## Work required
Go through the records below and copy out every line holding "bowl".
★ ★ ★
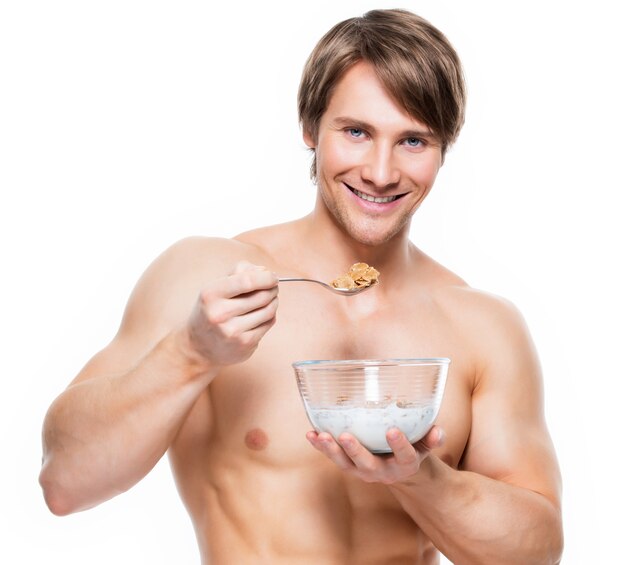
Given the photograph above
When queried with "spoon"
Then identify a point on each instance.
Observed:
(344, 291)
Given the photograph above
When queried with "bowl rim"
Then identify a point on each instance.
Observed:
(405, 362)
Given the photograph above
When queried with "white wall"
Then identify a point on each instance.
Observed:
(127, 125)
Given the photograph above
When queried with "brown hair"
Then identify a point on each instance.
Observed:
(414, 61)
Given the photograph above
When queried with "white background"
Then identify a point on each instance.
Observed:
(127, 125)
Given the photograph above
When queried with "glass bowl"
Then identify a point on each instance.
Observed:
(367, 397)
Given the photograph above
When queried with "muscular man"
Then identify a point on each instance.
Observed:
(201, 365)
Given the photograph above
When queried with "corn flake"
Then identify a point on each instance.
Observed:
(359, 275)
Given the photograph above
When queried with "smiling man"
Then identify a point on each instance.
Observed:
(201, 365)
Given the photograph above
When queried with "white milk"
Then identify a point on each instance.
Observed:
(369, 425)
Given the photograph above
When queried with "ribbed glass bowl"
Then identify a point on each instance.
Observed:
(368, 397)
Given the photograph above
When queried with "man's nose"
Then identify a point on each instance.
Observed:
(380, 167)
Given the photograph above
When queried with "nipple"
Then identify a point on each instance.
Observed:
★ ★ ★
## Result of this exercise
When queried with "bowl rim"
When queried with "glass bowl"
When queried with "ribbed glass bowl"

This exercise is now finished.